━━━ Entries supplied

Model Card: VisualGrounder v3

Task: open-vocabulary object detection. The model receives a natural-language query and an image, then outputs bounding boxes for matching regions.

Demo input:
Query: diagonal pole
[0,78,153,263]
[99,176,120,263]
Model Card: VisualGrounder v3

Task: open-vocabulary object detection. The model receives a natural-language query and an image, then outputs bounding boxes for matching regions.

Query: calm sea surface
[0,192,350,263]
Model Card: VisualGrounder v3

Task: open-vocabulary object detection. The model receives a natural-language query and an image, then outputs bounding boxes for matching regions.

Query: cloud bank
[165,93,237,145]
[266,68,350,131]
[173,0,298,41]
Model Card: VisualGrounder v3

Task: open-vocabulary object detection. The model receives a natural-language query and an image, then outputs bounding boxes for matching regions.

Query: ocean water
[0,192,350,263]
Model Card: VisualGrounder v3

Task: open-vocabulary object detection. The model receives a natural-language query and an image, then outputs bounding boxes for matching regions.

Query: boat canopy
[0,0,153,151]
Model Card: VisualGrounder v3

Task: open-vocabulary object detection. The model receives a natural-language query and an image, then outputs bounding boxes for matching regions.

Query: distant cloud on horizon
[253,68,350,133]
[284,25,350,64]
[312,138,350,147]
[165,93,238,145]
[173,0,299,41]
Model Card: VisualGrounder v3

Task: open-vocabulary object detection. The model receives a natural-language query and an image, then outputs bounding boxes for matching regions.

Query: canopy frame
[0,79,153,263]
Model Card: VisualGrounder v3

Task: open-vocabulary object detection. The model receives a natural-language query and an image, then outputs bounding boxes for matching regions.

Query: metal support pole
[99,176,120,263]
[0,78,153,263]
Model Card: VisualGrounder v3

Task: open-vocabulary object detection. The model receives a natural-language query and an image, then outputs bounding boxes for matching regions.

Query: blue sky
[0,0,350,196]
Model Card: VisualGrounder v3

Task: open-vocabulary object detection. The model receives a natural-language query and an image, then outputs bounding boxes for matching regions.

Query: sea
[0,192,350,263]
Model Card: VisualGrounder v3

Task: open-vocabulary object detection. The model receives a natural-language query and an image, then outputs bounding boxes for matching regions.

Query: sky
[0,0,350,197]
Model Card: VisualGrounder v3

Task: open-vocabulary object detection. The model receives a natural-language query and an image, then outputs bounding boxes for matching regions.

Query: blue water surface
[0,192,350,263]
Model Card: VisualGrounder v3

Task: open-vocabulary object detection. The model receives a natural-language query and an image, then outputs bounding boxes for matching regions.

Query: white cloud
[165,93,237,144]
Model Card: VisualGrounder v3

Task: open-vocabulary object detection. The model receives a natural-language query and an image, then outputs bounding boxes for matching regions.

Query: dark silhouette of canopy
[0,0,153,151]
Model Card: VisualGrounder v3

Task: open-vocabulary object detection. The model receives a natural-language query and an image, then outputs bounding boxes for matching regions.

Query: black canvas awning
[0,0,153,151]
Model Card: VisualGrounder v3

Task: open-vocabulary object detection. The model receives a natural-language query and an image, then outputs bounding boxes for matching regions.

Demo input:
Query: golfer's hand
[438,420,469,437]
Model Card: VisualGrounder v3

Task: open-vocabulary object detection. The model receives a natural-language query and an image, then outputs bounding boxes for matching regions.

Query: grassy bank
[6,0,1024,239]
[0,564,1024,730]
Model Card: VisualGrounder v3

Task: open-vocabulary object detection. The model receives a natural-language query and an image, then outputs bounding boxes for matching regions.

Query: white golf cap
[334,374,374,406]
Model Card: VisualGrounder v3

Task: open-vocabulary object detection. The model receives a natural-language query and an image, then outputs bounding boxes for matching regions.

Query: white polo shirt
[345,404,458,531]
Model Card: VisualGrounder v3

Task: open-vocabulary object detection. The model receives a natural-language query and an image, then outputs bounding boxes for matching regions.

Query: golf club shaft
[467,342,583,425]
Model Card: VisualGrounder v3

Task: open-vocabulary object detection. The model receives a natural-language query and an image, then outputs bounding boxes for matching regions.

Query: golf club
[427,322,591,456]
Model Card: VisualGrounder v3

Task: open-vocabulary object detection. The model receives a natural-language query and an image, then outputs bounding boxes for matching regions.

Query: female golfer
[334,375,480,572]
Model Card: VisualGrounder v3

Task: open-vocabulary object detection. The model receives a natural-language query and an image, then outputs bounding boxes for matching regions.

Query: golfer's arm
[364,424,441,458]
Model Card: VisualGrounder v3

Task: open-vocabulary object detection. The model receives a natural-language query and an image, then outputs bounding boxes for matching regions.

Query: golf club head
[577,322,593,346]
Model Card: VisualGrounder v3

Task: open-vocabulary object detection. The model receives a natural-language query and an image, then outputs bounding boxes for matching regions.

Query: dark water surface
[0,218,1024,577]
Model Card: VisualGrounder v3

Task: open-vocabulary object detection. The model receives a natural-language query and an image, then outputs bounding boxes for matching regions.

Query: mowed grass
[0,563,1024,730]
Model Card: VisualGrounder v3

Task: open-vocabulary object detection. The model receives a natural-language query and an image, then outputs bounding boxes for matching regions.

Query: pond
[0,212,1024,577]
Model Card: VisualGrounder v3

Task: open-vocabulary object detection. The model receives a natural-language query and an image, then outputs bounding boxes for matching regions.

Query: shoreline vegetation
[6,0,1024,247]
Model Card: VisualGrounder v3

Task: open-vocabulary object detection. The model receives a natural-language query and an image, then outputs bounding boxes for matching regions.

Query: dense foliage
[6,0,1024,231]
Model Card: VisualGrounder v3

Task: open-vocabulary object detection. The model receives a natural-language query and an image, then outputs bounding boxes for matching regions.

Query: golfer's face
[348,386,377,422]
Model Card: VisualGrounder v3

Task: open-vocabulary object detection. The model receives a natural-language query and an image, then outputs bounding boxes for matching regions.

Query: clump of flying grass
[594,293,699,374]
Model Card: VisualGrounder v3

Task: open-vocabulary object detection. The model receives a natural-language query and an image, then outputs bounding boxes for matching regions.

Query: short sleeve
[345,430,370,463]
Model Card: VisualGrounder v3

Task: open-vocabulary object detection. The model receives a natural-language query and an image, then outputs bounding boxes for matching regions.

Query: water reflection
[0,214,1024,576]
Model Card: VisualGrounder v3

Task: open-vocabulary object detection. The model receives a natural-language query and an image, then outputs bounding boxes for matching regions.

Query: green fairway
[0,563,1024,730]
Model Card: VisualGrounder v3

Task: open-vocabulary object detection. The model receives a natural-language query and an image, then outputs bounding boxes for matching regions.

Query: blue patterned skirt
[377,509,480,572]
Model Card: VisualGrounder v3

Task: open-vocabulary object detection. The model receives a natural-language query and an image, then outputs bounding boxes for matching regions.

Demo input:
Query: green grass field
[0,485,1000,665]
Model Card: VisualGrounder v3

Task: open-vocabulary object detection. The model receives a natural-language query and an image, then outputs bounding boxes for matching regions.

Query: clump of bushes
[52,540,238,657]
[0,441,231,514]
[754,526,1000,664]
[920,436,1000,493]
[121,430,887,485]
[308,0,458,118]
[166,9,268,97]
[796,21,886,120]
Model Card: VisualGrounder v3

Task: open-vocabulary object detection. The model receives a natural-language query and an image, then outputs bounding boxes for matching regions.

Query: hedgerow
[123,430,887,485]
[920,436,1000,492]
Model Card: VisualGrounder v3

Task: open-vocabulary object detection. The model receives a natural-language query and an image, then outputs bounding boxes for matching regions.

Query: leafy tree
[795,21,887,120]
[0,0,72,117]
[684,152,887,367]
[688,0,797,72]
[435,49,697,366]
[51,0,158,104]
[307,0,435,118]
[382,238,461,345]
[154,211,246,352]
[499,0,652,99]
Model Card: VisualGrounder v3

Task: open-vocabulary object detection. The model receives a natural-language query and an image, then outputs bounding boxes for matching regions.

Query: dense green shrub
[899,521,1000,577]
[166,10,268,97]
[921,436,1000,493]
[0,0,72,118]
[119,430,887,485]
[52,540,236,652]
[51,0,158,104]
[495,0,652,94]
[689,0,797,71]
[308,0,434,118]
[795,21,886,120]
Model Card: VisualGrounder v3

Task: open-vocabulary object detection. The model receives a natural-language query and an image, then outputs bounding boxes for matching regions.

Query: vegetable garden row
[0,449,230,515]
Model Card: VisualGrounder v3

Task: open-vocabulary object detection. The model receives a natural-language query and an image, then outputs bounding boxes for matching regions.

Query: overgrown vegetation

━━━━━━

What to work on →
State how many lines in the records above contain the string "canopy", treating uppercase and lowercase letters as distinct. Give only the number.

Written response →
3